-- Text block follows --

Father’s Day – or any day, for that matter – is not a typical day for Jason.
Jason is a teenage caregiver.
While many young adults of 18 are thinking about final exams and high school graduation parties, Jason Hatke’s mind is looking much further into the future. At age 46, Jason’s father Mike was diagnosed with younger-onset Alzheimer’s disease. Jason was only 13.
There were signs in the years before Jason’s father was diagnosed. In the 6th grade, Jason was in his school classroom viewing a video about Alzheimer’s with his fellow students. Jason immediately recognized the signs of Alzheimer’s shown in the video as behaviors his father had been displaying at home. He breached the topic with his mother Rita. Then, other issues began to surface. Mike’s boss noticed he had been experiencing trouble with his memory, especially in the afternoon hours after lunch. Soon Mike was seeing doctors to figure out what was going on.
Two years and many tests later, the truth was revealed.

-- Text block concluded --

Requirement A: Name every person the text about Jason mentions by name.
Requirement B: Rewrite the part of the text about Jason that opens with the words containing "While many young" and closes with "was going on.", putting "auditorium" in place of "classroom".
The lines after this point are separate material with no connection to the text about Jason.

-- Collected material follows --

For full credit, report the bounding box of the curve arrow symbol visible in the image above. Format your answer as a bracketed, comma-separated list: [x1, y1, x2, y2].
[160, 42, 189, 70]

-- Collected material concluded --

Answer box A: Jason Hatke, Mike, Rita

Answer box B:
While many young adults of 18 are thinking about final exams and high school graduation parties, Jason Hatke’s mind is looking much further into the future. At age 46, Jason’s father Mike was diagnosed with younger-onset Alzheimer’s disease. Jason was only 13.
There were signs in the years before Jason’s father was diagnosed. In the 6th grade, Jason was in his school auditorium viewing a video about Alzheimer’s with his fellow students. Jason immediately recognized the signs of Alzheimer’s shown in the video as behaviors his father had been displaying at home. He breached the topic with his mother Rita. Then, other issues began to surface. Mike’s boss noticed he had been experiencing trouble with his memory, especially in the afternoon hours after lunch. Soon Mike was seeing doctors to figure out what was going on.